**Required work**
[1] Set down the passage from the climate modeling announcement starting at "Just how good" and ending at "in these predictions?".
[2] Identify each line in the records that contains the word "black", and copy every such line.

**Reading text**
+ + + +

May 11, 2007
Modeling Atmospheric Data and Climate Change Models
Friday May 11, 2007 8:30am - 3:00pm
Beane Hall, 13th floor of Lewis Tower,
Water Tower Campus, Loyola Univ. of Chicago,
820 N. Michigan Avenue Chicago, IL 60611
Global climate models, especially those that predict global warming induced by rising greenhouse gases, have been widely publicized recently. Those of us with a statistical background, but not experts in this field, cannot help but wonder whether these models are any good at all.
Just how good are global climate models? What success do they have in predicting present-day climate? What are the challenges in simulating future climate? (In this century? In the Midwest?) How can anyone quantify the sources of uncertainty in these predictions?

+ + + +

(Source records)
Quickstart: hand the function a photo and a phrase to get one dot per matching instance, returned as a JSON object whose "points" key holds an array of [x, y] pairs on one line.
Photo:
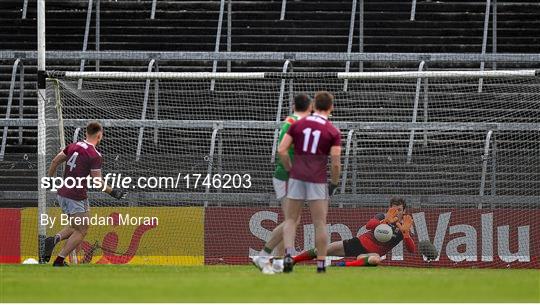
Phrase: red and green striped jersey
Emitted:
{"points": [[280, 172]]}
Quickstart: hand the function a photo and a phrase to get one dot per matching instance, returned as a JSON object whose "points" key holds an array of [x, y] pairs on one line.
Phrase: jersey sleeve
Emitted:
{"points": [[290, 130], [337, 138], [285, 128], [95, 163]]}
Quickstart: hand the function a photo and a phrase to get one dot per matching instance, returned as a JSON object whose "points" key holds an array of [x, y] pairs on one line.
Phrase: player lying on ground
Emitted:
{"points": [[83, 160], [365, 248], [301, 108], [314, 138]]}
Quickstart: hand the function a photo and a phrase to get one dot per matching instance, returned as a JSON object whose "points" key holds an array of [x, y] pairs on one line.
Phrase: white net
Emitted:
{"points": [[441, 142]]}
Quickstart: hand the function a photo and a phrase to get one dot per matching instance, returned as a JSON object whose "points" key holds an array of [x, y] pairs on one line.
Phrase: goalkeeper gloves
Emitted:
{"points": [[118, 193], [332, 189], [391, 215], [405, 226]]}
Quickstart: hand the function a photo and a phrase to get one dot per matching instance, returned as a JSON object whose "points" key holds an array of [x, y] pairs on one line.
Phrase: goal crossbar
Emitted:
{"points": [[272, 125]]}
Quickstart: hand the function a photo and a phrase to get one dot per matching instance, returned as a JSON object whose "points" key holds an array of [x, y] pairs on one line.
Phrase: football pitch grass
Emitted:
{"points": [[106, 283]]}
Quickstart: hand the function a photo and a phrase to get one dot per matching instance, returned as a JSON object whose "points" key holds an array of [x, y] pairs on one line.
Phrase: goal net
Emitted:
{"points": [[200, 149]]}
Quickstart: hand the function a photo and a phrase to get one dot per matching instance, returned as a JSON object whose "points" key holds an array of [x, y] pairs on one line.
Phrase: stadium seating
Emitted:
{"points": [[309, 26]]}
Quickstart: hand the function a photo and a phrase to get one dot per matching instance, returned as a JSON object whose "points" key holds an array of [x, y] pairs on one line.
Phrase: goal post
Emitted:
{"points": [[465, 160]]}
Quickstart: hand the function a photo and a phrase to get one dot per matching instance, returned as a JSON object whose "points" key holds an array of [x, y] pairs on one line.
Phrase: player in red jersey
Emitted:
{"points": [[314, 138], [82, 160], [365, 248]]}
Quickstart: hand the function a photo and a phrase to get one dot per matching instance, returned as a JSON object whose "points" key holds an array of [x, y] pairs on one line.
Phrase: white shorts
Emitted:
{"points": [[303, 190], [280, 187], [70, 206]]}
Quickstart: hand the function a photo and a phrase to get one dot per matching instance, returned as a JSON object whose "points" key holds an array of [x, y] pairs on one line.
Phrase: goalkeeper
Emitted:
{"points": [[302, 107], [365, 248]]}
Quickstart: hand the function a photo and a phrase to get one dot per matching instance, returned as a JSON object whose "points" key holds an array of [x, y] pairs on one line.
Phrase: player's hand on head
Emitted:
{"points": [[406, 225], [391, 215], [118, 193]]}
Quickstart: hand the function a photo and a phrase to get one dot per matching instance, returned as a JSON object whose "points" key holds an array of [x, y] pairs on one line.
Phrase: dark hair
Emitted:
{"points": [[323, 100], [93, 128], [398, 201], [301, 102]]}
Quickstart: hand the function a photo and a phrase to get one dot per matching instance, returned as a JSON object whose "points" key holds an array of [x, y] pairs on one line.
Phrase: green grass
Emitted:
{"points": [[99, 283]]}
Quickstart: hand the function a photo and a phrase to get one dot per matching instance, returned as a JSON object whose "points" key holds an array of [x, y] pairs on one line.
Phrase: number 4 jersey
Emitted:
{"points": [[82, 157], [313, 136]]}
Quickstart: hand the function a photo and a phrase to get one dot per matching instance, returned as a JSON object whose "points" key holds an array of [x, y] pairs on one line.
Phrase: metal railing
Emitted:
{"points": [[415, 111], [153, 65], [85, 39], [484, 41], [283, 9], [218, 38], [287, 66], [349, 42], [279, 56], [25, 9], [17, 65]]}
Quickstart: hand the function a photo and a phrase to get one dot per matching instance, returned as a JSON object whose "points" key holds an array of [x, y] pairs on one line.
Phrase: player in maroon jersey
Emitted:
{"points": [[365, 248], [82, 160], [314, 139]]}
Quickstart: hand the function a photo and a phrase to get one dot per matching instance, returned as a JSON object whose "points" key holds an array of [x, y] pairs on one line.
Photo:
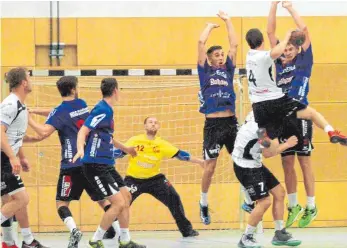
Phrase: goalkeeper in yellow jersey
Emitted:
{"points": [[143, 173]]}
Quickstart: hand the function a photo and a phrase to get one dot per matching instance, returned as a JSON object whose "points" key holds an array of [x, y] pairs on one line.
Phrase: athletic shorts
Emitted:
{"points": [[257, 181], [302, 129], [71, 184], [273, 114], [104, 178], [10, 183], [217, 133]]}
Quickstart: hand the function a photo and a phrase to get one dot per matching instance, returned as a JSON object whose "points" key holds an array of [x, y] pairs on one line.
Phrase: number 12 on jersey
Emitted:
{"points": [[251, 78]]}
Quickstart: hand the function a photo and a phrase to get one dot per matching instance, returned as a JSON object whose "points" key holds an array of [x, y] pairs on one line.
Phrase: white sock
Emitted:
{"points": [[27, 236], [3, 218], [328, 128], [70, 223], [279, 225], [293, 199], [250, 229], [311, 202], [124, 235], [99, 234], [116, 228], [203, 199], [7, 236]]}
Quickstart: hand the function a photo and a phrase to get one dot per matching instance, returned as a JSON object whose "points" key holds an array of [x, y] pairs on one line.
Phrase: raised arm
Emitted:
{"points": [[202, 41], [44, 130], [299, 23], [278, 50], [271, 24], [231, 36]]}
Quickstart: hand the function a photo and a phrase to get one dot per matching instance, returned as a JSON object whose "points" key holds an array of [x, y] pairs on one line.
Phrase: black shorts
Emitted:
{"points": [[104, 178], [10, 183], [302, 129], [217, 133], [257, 181], [273, 114], [71, 184]]}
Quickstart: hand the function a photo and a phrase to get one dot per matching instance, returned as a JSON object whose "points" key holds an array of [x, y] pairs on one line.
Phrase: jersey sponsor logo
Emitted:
{"points": [[216, 150], [97, 119], [218, 82], [79, 112], [285, 81], [100, 185], [287, 69], [66, 186], [132, 189]]}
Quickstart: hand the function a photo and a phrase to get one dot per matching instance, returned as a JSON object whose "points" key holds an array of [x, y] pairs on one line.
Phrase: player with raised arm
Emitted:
{"points": [[67, 118], [14, 123], [95, 145], [272, 108], [217, 98], [293, 72], [259, 182], [143, 173]]}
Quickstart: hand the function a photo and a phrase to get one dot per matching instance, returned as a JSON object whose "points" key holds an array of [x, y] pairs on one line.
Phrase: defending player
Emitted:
{"points": [[95, 146], [14, 122], [293, 72], [143, 173], [217, 98], [259, 182], [67, 118], [272, 108]]}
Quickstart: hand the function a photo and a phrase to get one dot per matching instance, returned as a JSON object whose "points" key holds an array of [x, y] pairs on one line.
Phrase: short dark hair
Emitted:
{"points": [[15, 77], [254, 38], [108, 85], [66, 84], [212, 49]]}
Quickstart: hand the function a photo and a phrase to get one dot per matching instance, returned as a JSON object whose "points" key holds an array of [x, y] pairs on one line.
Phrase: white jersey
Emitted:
{"points": [[14, 115], [247, 150], [261, 86]]}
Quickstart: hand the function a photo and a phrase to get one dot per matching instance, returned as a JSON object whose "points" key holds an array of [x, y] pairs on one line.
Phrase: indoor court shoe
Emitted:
{"points": [[337, 137], [131, 244], [293, 214], [284, 238], [248, 241], [308, 217], [191, 233], [34, 244], [75, 238], [96, 244], [247, 207], [204, 215]]}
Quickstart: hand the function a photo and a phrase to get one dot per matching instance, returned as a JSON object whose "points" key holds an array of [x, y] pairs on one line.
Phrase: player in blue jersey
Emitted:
{"points": [[95, 146], [67, 119], [217, 99], [293, 72]]}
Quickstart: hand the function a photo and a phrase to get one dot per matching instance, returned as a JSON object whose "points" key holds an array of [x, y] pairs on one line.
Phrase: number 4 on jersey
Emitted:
{"points": [[251, 78]]}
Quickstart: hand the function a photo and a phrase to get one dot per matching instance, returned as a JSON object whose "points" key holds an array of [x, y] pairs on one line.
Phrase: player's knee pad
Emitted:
{"points": [[7, 223], [64, 212]]}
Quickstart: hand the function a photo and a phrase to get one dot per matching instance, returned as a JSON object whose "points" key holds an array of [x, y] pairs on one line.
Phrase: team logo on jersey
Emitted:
{"points": [[97, 119], [66, 186]]}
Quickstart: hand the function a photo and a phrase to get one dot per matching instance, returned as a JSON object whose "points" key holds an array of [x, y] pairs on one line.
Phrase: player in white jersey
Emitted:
{"points": [[271, 107], [259, 182], [14, 122]]}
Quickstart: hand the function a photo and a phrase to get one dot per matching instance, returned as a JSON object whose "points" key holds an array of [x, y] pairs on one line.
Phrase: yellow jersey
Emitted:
{"points": [[150, 153]]}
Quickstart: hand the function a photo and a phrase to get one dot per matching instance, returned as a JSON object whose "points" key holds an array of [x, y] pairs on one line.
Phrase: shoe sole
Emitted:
{"points": [[314, 217], [287, 243], [296, 218]]}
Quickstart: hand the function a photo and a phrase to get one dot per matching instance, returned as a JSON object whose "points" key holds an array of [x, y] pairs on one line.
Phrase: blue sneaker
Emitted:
{"points": [[247, 207], [204, 215]]}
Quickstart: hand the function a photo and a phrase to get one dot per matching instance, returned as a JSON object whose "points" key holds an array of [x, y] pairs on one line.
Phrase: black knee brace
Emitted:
{"points": [[64, 212]]}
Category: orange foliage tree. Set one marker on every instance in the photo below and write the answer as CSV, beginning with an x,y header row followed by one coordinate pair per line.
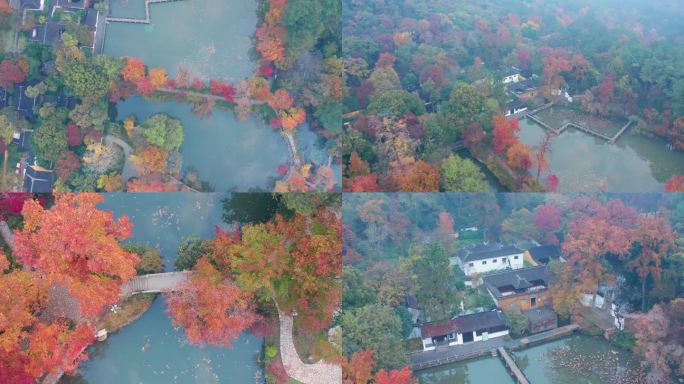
x,y
675,184
292,118
150,159
270,36
281,99
505,132
519,156
417,176
158,77
133,71
210,308
77,247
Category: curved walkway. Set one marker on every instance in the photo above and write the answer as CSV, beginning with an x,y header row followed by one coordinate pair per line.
x,y
318,373
154,283
128,171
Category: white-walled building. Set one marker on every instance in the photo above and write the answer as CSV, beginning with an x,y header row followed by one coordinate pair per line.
x,y
464,329
486,258
512,75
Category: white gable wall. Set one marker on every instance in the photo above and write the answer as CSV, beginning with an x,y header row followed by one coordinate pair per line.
x,y
470,268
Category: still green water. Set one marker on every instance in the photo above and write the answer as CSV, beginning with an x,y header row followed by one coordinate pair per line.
x,y
479,371
227,153
576,359
151,350
210,38
584,163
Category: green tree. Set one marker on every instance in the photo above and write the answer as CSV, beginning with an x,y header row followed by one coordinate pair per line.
x,y
150,258
306,21
86,80
396,103
90,114
465,105
49,139
164,131
308,203
7,131
356,293
190,249
330,115
516,322
432,278
462,175
519,226
375,327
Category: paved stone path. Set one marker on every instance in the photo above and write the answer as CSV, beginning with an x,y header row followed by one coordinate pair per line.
x,y
129,170
154,283
318,373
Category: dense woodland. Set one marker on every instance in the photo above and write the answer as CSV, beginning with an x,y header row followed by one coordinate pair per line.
x,y
399,245
57,290
424,79
298,80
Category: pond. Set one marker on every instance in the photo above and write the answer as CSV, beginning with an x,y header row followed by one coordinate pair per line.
x,y
477,371
227,153
211,38
493,184
310,144
150,350
584,163
578,359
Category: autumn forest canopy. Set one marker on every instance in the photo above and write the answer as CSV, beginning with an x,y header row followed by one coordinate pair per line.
x,y
428,86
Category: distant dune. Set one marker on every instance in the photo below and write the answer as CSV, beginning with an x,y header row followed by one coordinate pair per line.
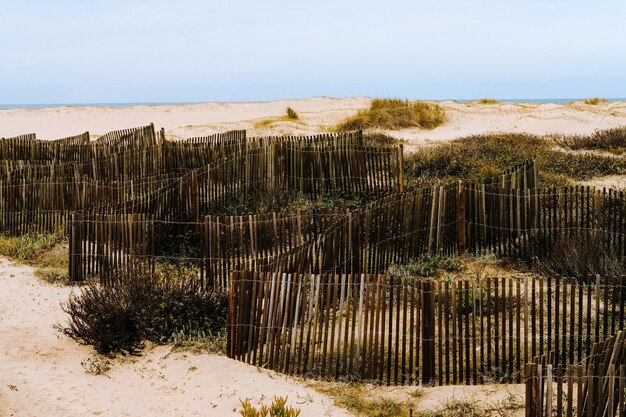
x,y
316,115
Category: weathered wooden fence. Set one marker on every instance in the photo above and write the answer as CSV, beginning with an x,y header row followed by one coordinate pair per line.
x,y
411,331
596,387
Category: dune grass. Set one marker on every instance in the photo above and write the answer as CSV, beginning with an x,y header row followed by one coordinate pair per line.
x,y
612,140
289,116
595,101
483,157
391,114
375,402
361,401
488,101
47,253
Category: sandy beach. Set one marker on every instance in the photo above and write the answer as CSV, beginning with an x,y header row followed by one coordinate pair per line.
x,y
316,115
43,372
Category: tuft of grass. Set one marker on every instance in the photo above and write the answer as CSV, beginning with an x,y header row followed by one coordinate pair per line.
x,y
580,256
394,114
291,114
47,253
595,101
468,407
612,140
361,401
379,140
427,266
482,157
278,408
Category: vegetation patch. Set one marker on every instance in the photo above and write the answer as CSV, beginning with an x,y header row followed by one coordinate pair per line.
x,y
391,114
483,157
278,408
380,140
427,266
488,101
612,140
595,101
474,408
47,253
289,116
364,401
139,306
580,256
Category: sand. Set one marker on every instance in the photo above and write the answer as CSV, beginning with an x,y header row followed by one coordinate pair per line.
x,y
317,114
44,373
41,372
40,369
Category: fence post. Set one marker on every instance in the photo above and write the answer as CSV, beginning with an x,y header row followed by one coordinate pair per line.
x,y
75,248
400,157
460,219
428,334
531,390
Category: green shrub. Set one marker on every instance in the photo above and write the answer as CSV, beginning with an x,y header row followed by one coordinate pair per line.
x,y
426,266
28,247
139,306
608,140
486,156
47,253
379,140
395,114
581,255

+ + + +

**Results in order**
[1]
Just how good are global climate models? What success do they have in predicting present-day climate? What are the challenges in simulating future climate? (In this century? In the Midwest?) How can anyone quantify the sources of uncertainty in these predictions?

[2]
Phrase: black shorts
Phrase: black knee brace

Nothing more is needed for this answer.